WHAT IS REQUIRED: Look through the entries below and extract exactly the lines from the one containing "of the rocky" through the one containing "of the white", ends included.

---- RECORDS SUPPLIED

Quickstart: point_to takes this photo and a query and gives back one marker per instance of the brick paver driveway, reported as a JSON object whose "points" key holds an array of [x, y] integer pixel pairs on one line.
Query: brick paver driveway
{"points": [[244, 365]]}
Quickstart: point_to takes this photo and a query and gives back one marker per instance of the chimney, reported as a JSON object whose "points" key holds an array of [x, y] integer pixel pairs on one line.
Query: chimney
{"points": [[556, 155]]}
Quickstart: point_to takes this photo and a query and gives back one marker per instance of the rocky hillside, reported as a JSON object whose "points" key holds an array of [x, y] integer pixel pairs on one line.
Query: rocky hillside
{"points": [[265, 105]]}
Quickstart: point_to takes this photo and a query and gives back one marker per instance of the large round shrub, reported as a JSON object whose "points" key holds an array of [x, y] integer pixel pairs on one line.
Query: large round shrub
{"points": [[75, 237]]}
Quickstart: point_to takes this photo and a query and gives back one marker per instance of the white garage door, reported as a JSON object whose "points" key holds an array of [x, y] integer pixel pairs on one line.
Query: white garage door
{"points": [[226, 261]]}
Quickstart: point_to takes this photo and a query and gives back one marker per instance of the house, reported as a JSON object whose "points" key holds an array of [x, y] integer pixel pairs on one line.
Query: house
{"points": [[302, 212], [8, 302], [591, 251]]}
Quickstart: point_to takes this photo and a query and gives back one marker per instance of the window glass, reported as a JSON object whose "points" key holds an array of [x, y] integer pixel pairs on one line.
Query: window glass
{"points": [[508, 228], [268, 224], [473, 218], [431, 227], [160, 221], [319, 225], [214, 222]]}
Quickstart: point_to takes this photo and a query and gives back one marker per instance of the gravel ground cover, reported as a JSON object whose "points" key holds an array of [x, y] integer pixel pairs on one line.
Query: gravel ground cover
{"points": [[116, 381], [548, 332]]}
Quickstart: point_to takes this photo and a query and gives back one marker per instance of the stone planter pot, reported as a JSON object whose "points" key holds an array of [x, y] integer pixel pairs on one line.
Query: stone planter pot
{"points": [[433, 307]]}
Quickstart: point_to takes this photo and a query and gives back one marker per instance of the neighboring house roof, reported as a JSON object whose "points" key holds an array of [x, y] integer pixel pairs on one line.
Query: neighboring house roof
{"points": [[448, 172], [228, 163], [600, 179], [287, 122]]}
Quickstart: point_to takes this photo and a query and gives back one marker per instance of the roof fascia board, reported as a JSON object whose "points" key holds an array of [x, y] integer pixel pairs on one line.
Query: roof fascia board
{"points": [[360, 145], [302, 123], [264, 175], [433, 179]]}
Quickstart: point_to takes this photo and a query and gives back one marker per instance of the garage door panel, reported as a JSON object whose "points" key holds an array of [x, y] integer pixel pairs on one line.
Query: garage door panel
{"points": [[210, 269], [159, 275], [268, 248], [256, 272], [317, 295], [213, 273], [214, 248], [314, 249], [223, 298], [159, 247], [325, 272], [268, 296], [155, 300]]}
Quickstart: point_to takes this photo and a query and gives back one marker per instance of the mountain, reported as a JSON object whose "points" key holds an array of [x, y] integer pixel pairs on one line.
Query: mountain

--------

TASK OUTPUT:
Quickstart: point_to takes this photo and a query and gives back one marker per instance of the rocky hillside, reported as a JSON object whose "points" key holds an array of [x, y] integer pixel pairs on one line.
Query: rocky hillside
{"points": [[265, 105]]}
Quickstart: point_to takes this photo and a query and gives back one marker per instance of the large round shrub, reported as a JSON object whose "points" key holds an array of [x, y] integer pixel pairs on one line.
Query: large round shrub
{"points": [[75, 237]]}
Quickstart: point_to takes this photo and a query and gives back one marker per instance of the white garage door, reported as a JSON object whose "points" key holds an array of [x, y] integer pixel pairs on one line.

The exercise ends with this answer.